**Text segment:**

################

Date of Award

1-1-2018

Document Type

Dissertation

Degree Name

Ph.D.

Organizational Unit

College of Arts Humanities and Social Sciences, Religious Studies, Joint Ph.D. Program in Study of Religion

First Advisor

Richard Clemmer-Smith, Ph.D.

Second Advisor

Ved Nanda

Third Advisor

Antony Alumkal

Keywords

Lakota community, Devils Tower, Sioux, Bear Lodge Multiple Use Assn v Babbitt 2 F. Supp. 2d 1448

Abstract

This project analyzes a legal conflict (Bear Lodge Multiple Use Assn v Babbitt 2 F. Supp. 2d 1448) at Mato Tipila, a significant place for the Lakota (Sioux) community and with which they have a historical and longstanding relationship. Commercial and recreational rock-climbing enthusiasts who make use of it and the tourists who arrive in droves each year to visit, call this place Devils Tower. The case centered on whether the government violated the Establishment Clause of the First Amendment by instituting a climbing ban during the month of June to accommodate Lakota ceremonial obligations. In recent historical developments, the conflict has been exclusively, and thus ineffectively, adjudicated through the eurochristian – albeit secularized – discourse of "rights." The cognitional categories used to define rights with respect to both natives and non-natives at this place are rooted in eurochristian culture and are for that reason inadequate to encompass the diversity of commitments at stake. The current state of human rights theory is deeply rooted in categories of possessive individualism and other related concepts that are alien to Lakota understandings of relationship and obligations at Mato Tipila. Using cognitive theory, I investigate the radical alterity that underscores ongoing tensions at this site.

################

**Material:**
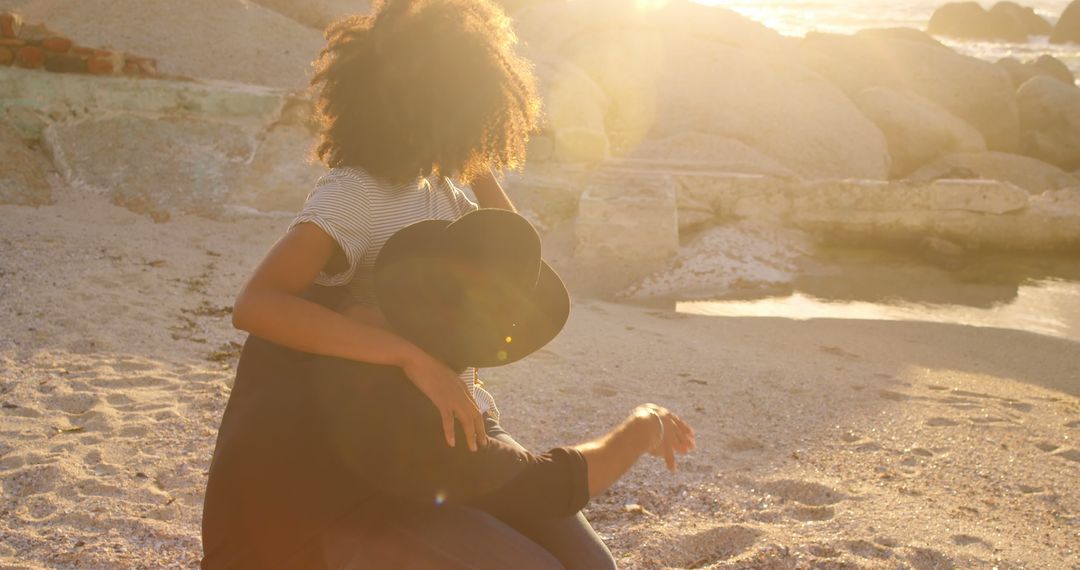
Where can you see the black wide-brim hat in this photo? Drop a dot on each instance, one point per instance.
(473, 292)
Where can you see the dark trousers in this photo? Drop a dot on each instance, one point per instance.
(462, 538)
(313, 447)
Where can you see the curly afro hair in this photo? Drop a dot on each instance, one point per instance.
(424, 86)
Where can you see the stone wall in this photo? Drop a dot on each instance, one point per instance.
(165, 147)
(36, 46)
(626, 213)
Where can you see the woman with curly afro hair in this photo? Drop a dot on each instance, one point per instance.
(345, 445)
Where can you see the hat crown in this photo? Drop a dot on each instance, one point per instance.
(473, 292)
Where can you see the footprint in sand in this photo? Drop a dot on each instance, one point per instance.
(743, 444)
(805, 501)
(864, 548)
(711, 546)
(1071, 455)
(929, 559)
(837, 351)
(968, 540)
(1056, 450)
(1018, 406)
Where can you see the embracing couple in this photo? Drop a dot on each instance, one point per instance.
(358, 434)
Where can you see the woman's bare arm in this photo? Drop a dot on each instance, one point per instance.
(489, 193)
(270, 307)
(613, 453)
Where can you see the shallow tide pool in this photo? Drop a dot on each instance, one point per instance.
(988, 293)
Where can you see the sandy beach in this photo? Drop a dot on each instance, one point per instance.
(729, 152)
(823, 444)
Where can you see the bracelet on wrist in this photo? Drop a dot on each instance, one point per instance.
(660, 422)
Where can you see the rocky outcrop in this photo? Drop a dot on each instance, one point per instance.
(1044, 65)
(153, 166)
(575, 108)
(917, 130)
(22, 172)
(280, 175)
(977, 92)
(973, 214)
(1067, 28)
(1029, 21)
(901, 35)
(969, 19)
(316, 14)
(1004, 22)
(1050, 118)
(693, 68)
(692, 149)
(1027, 173)
(229, 40)
(626, 227)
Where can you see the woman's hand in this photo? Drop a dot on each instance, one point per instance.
(449, 394)
(675, 437)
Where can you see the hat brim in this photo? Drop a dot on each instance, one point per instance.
(424, 301)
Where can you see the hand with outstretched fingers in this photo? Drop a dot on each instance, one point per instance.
(450, 395)
(676, 436)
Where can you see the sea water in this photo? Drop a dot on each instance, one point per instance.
(1037, 294)
(797, 17)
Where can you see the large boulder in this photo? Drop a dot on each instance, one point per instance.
(154, 166)
(1027, 173)
(1050, 118)
(902, 35)
(575, 108)
(626, 227)
(977, 92)
(280, 175)
(1044, 65)
(1028, 19)
(693, 150)
(1067, 28)
(23, 173)
(231, 40)
(916, 129)
(969, 19)
(693, 68)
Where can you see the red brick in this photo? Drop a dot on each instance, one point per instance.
(10, 24)
(35, 32)
(146, 65)
(30, 57)
(99, 66)
(65, 63)
(56, 44)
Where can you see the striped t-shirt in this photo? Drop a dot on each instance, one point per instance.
(361, 213)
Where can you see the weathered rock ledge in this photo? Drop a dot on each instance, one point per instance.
(974, 215)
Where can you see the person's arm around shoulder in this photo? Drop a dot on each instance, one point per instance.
(489, 193)
(270, 307)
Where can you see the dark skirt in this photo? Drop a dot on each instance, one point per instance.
(306, 440)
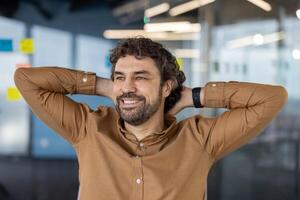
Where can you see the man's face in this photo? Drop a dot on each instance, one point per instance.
(137, 88)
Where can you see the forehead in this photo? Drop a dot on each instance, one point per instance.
(130, 64)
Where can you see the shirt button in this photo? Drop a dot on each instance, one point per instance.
(141, 144)
(138, 181)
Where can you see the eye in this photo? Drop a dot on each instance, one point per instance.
(119, 78)
(140, 78)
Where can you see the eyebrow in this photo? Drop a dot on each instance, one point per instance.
(136, 72)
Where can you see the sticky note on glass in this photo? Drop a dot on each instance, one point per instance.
(13, 94)
(23, 65)
(27, 46)
(107, 62)
(6, 45)
(180, 63)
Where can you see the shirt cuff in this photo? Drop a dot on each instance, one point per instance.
(214, 95)
(85, 83)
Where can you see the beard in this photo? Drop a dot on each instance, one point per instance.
(140, 113)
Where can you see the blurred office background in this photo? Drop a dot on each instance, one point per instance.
(242, 40)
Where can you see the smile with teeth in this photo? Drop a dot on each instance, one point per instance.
(130, 102)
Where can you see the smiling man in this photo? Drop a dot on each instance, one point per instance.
(137, 150)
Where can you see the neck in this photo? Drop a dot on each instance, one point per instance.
(155, 123)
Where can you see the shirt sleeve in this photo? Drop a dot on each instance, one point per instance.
(251, 106)
(45, 90)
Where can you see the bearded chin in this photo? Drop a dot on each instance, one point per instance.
(139, 115)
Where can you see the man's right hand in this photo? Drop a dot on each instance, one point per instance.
(104, 87)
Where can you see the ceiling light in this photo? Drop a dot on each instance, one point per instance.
(298, 13)
(258, 39)
(156, 10)
(187, 53)
(162, 36)
(183, 26)
(191, 5)
(262, 4)
(296, 54)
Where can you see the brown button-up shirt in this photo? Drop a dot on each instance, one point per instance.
(168, 165)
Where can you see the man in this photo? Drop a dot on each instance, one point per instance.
(138, 150)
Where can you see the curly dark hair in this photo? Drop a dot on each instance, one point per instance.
(142, 47)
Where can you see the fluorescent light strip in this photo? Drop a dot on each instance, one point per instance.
(183, 26)
(191, 5)
(298, 13)
(162, 36)
(262, 4)
(157, 10)
(187, 53)
(256, 39)
(296, 54)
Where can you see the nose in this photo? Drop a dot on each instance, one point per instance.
(128, 86)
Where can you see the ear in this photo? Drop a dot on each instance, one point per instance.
(168, 88)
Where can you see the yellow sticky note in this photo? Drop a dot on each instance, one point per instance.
(13, 94)
(27, 46)
(180, 63)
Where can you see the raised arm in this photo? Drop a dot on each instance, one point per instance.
(45, 90)
(251, 107)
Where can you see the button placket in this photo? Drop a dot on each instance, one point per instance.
(138, 177)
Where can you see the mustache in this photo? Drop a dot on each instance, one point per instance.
(130, 95)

################

**Exercise instructions:**
**1.** Please echo the dissertation abstract, everything from "Organizational Unit" down to "Richard Clemmer-Smith, Ph.D.".
**2.** Answer these questions using the dissertation abstract:
(a) Who is listed as the first advisor?
(b) During which month does the climbing ban apply?
(c) Which clause of the First Amendment was at issue in the case?
**3.** Pick up the dissertation abstract on Mato Tipila after its final sentence and keep writing.
The lines have no connection to the dissertation abstract.

**Solved problems:**
**1.**
Organizational Unit

College of Arts Humanities and Social Sciences, Religious Studies, Joint Ph.D. Program in Study of Religion

First Advisor

Richard Clemmer-Smith, Ph.D.

**2.**
(a) Richard Clemmer-Smith, Ph.D.
(b) June
(c) The Establishment Clause

**3.**
A plan implemented by the National Park Service to promote "shared use" by different communities is inadequate. Framing the court case exclusively in terms of religious rights forces all participants to assimilate and articulate their positions in a constrained way that privileges a dominant way-of-being that is not only antithetical to the concerns of Native communities but has been imposed on Indigenous peoples since the 15th century.

At the heart of the conflict is an incommensurability, demonstrated by clashing perceptions about what this site means and how humans understand their relationship with it. Those with power to decide the outcomes on contested lands misconstrue that reality. Most importantly, I argue that the framework around accommodation and shared use profoundly disrupts Lakota memory and tradition even as it mobilizes the discourse of inclusion.

Publication Statement

Copyright is held by the author. User is responsible for all copyright compliance.

Rights Holder

Wendy Anne Felese

Provenance

Received from ProQuest

File Format

application/pdf

Language

en

File Size

285 p.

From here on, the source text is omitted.